What the task asks: From the lines below, keep only the ones that contain the string "above" and copy each of them out.

Provided records:

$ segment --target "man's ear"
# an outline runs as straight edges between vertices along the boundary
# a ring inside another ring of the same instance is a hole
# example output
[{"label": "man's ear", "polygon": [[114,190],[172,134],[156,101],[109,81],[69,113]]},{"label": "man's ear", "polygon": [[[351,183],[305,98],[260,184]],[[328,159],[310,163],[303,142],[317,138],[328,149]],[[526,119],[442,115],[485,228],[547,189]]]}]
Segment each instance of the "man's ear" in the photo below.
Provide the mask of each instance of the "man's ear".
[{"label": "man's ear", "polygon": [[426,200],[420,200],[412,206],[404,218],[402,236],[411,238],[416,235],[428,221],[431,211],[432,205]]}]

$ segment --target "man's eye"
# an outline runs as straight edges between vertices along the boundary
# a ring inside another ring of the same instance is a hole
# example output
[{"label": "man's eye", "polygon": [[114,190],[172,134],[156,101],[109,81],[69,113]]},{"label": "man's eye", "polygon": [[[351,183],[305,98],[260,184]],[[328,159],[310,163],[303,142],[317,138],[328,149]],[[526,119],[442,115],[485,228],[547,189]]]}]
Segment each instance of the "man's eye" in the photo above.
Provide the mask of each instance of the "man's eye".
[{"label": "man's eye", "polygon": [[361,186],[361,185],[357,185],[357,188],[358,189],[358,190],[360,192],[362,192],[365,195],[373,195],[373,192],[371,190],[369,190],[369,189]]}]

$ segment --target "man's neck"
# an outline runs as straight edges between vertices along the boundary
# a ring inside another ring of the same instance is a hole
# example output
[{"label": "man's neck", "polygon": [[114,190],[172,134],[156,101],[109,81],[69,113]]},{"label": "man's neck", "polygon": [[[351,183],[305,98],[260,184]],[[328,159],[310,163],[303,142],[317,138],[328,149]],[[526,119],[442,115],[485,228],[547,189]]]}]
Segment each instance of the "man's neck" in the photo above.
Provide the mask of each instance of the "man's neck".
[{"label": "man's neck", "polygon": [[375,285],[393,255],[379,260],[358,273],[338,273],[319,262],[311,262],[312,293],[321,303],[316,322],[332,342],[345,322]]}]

The reply:
Segment each instance of the "man's eye" in the photo above.
Segment each instance of the "man's neck" in the photo above.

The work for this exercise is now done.